### STATED TASK 1
Count the lines in the records that contain the string "orange", with case counting, and give only that number.

### SUPPLIED PASSAGE
++++++++++

Dean Norton has met these tests successfully at George Washington’s Mount Vernon Estate and Gardens. The director of horticulture there since 1980, Norton calls upon a full-time paid staff of twenty-three and a few volunteers to manage both the fifty-acre parcel open to the public and 450 acres of field and forest. He also supervises the green house and the estate’s livestock operations. Moreover, he does all of this with unfailing good cheer.
"I love it here," he admitted recently. "There is no greater honor than to work at such a beautiful and historic place." He also confessed that he is more of an administrative horticulturist now, often chained to his desk answering e-mails instead of tending to plants. "I still walk the grounds everyday and meet with my team, which, by the way, is the best in the historic gardens business."
Highly regarded by his peers, Norton lectures on the subject of "historically appropriate plants" throughout the country and abroad. Now the vice president of the Southern Garden History Society and he will assume the presidency next year. The Garden Club of America presented Norton with their medal for conservation in 1994. The Daughters of the American Revolution gave him a similar award in 1999, and the American Horticulture Society gave him their 2006 Professional Award. He has appeared on The Today Show, Good Morning America, and each cable channel dealing with homes, gardens, and history.
"Working with Dean and his staff has been one of the highlights of my six years with the American Horticulture Society," said Tom Underwood, the society’s executive director. "His passion for his work and his sense of humor make him a great ambassador for Mount Vernon, the community, and American horticulture."
Jim Rees, the estate’s executive director, echoed Underwood’s acclaim: "George Washington had some terrific gardeners in the eighteenth century, but none would have held a candle to Dean."
Norton, 55, started at Mount Vernon as a Boy Scout playing taps at Washington’s tomb. In 1969, while a sophomore at Fort Hunt High School, he volunteered as a garden intern. After graduating from Clemson University with an ornamental horticulture degree, he joined the staff at Mount Vernon in 1977 as the boxwood gardener. He became the estate’s horticulturist three years later.

++++++++++

### RECORDS SUPPLIED
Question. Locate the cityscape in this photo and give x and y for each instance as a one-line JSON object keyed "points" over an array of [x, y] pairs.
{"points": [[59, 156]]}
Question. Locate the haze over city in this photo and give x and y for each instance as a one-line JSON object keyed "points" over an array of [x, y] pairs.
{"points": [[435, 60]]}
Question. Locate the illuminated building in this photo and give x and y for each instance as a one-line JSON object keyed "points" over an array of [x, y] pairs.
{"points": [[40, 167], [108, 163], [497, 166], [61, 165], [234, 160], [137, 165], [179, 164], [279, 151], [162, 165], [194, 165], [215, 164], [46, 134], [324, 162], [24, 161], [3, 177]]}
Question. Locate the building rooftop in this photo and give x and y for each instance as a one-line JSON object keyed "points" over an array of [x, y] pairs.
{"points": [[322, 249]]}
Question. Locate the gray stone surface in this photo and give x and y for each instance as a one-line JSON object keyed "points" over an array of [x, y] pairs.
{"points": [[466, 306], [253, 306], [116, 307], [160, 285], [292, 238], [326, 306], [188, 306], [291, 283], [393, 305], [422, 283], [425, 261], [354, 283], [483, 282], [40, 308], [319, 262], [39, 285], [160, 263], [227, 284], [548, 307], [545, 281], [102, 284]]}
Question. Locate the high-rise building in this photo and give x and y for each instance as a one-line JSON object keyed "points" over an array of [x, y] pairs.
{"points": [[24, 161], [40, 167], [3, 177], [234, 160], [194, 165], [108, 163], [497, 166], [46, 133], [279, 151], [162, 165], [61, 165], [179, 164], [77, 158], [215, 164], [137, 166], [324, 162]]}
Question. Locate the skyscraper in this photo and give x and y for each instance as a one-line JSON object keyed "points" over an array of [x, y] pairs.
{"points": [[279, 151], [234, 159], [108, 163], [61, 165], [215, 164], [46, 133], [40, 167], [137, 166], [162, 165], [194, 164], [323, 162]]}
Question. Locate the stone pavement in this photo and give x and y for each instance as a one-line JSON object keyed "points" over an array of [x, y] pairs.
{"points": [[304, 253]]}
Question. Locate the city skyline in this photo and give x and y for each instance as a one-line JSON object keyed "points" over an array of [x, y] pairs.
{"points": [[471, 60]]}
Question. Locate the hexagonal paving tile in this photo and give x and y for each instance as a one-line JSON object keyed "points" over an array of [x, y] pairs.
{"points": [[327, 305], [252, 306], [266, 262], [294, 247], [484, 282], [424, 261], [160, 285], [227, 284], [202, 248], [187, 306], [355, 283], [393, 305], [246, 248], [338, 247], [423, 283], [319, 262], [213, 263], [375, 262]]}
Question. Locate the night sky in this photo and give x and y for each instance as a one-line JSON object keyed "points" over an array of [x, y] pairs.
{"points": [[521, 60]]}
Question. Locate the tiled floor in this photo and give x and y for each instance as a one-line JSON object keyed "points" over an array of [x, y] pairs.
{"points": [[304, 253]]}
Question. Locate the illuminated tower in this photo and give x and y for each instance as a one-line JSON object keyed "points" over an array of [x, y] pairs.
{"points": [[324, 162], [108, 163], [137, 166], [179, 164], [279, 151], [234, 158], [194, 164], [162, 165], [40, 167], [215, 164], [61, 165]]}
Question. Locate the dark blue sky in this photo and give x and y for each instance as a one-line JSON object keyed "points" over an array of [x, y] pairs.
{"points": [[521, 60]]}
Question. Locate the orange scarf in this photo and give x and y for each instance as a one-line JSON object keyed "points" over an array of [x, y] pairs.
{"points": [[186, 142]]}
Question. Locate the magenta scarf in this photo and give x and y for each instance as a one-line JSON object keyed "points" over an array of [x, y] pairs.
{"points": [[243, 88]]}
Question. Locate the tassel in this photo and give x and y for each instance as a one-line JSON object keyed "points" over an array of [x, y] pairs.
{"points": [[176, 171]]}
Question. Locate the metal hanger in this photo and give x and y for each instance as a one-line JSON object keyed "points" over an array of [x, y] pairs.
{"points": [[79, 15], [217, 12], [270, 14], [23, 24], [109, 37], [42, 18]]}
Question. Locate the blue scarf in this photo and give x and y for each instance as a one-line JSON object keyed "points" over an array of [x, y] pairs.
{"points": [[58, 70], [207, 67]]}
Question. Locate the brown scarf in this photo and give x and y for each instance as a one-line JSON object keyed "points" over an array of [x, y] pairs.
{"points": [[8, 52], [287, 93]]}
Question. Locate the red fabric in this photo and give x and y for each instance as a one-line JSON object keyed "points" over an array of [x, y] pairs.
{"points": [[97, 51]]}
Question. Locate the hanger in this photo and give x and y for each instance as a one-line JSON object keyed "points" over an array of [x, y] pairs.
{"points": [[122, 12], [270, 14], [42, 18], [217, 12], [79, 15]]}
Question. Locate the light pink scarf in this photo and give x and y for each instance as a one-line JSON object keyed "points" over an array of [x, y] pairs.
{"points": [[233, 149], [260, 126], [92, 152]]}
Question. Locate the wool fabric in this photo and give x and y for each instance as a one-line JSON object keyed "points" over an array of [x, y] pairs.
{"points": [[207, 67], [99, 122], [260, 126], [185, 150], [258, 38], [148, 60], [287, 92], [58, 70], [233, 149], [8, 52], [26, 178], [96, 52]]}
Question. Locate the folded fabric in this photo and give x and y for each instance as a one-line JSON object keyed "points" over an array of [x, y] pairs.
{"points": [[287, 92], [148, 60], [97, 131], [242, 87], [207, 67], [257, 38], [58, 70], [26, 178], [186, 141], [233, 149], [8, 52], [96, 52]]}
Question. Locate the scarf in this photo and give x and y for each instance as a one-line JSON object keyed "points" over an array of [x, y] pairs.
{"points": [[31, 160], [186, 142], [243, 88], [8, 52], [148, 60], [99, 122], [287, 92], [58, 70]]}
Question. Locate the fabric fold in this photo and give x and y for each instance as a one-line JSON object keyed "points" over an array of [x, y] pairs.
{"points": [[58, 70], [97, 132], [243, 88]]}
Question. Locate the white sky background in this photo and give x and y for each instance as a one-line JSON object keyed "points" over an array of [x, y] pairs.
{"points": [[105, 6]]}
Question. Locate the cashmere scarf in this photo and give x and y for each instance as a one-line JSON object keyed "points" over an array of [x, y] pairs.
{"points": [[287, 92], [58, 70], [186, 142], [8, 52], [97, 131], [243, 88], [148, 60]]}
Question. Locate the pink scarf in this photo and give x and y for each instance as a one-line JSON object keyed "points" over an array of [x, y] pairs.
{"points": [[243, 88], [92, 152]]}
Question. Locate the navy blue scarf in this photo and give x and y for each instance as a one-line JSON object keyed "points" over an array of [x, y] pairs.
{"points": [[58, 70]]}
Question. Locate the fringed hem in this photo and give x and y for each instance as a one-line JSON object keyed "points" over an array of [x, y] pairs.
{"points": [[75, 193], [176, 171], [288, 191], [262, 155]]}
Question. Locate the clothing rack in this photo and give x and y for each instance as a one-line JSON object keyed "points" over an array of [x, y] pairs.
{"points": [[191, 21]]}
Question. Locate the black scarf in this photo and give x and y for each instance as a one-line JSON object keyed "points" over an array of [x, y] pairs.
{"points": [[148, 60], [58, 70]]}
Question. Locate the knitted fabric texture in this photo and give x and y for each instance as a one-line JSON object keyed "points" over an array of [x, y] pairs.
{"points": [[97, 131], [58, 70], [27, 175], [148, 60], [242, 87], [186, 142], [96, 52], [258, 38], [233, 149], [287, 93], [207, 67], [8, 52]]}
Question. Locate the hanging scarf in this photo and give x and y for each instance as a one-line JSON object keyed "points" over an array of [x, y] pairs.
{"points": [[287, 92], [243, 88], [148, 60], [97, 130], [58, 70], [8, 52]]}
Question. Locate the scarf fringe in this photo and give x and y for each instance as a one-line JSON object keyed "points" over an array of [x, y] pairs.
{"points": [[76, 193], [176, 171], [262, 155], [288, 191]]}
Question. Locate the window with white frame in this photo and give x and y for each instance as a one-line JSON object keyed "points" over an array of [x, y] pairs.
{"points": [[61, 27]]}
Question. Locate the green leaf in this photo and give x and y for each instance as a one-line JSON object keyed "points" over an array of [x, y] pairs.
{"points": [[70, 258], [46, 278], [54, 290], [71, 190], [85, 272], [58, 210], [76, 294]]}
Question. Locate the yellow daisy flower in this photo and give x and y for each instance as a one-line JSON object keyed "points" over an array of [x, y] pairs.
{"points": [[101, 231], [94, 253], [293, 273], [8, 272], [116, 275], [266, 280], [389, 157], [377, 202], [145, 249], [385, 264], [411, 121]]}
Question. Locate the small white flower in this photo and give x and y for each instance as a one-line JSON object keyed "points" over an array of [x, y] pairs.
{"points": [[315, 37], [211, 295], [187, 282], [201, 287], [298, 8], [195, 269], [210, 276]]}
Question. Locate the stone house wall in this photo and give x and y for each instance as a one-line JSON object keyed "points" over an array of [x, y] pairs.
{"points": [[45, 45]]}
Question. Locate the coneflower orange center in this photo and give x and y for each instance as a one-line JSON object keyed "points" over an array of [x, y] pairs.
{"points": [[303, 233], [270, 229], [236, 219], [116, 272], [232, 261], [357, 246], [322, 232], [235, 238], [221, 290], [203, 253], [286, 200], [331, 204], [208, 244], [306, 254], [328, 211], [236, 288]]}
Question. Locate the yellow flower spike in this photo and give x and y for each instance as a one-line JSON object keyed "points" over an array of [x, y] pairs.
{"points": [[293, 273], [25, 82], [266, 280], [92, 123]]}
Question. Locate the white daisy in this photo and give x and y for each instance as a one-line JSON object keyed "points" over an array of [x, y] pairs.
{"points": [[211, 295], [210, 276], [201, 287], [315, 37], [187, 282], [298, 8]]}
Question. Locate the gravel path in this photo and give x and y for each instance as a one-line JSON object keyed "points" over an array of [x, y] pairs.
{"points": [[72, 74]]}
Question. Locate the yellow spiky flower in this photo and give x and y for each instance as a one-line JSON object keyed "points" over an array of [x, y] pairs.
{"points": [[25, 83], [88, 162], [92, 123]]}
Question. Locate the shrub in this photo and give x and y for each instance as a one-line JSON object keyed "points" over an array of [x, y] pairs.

++++++++++

### STATED TASK 2
Pick up the profile of Mount Vernon's director of horticulture and continue it from its last sentence.

### TASK OUTPUT 1
2

### TASK OUTPUT 2
Norton met is future wife when he hired her to be an intern. "She was too cute to let get away," he said smoothly, likely having used that line before. Susanne Schrage-Norton and Dean live with their four daughters in the Woodley Hills neighborhood, just blocks from his office. Maintaining that his hobbies are his children, Norton actively supports their education. This fall will mark the eleventh year that Norton has been a PTA president—four years at Woodley Hill School, four at Walt Whitman Middle School and three at Mount Vernon High School. He nurtures his community’s children as well as flowers.
Coincident with its recent expansion of exhibition buildings, the estate dramatically increased the landscaped portions of the public area. Norton created a list of historically appropriate plants for the landscape architect, and the results are spectacular. Sixty-five large trees form focal points in the newly planted areas. Arlington real estate executive and philanthropist Robert H. Smith funded the "Big Tree" project. "I traveled with Mr. Smith to a nursery in New Jersey during the winter of 2005 to select the trees," Norton said. "Each was about thirty feet tall and weighed over four tons, including the root ball. We paid between $17,000 and $25,000 for each tree. They gave the new areas instant maturity."
Norton seems as comfortable with public visitors as he is with visiting royalty and dignitaries. He has a ready smile and kind word for everyone, yet is a rigorous and devoted steward of the General’s gardens.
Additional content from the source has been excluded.